Copy the part of the lines that opens with the line containing "Place a point on every instance of the cabin" and closes with the line containing "Place a point on every instance of the snow", keeping every character as it stands.

═══ Material provided ═══

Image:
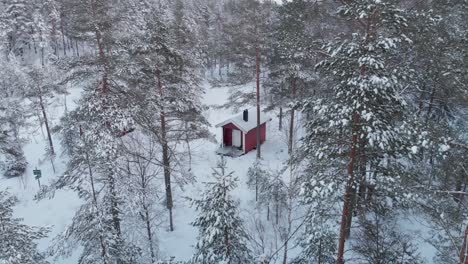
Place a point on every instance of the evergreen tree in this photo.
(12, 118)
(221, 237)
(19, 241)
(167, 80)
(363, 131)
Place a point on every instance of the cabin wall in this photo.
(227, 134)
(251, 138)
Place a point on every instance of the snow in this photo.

═══
═══ Material provided ═══

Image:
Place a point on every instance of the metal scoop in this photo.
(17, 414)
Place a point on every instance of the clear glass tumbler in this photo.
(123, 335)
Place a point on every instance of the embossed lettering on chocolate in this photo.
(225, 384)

═══

### Written solution
Place a point on every instance of the cabin wall in this photo.
(227, 134)
(251, 138)
Place a point on every instance of the snow in this photo.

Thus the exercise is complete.